* THE INPUT *

________________

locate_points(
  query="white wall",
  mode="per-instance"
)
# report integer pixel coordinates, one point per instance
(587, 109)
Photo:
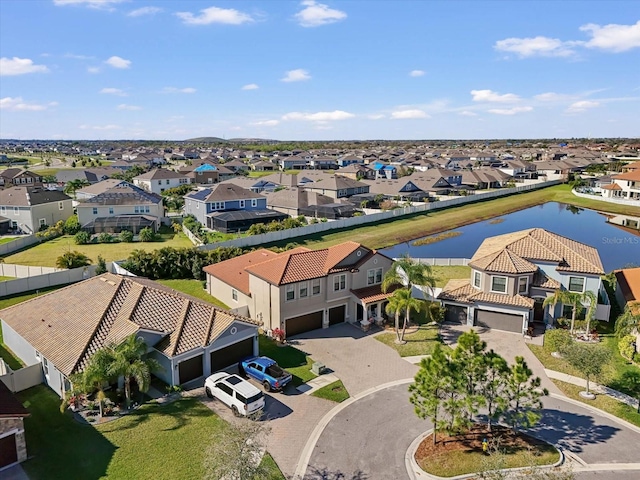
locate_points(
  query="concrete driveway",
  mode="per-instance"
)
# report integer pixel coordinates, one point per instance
(356, 357)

________________

* GIVEN INSTRUCTION *
Copy every line of the items above word for word, but leave out the pictures.

* EXERCISE RESULT *
locate_points(
  query="white wall",
  mode="per-instance"
)
# report integer pixel coordinates, one point per instance
(587, 109)
Photo:
locate_points(
  query="concrete driveway",
  mode="per-instance"
)
# report integer pixel coordinates, one point per instance
(356, 357)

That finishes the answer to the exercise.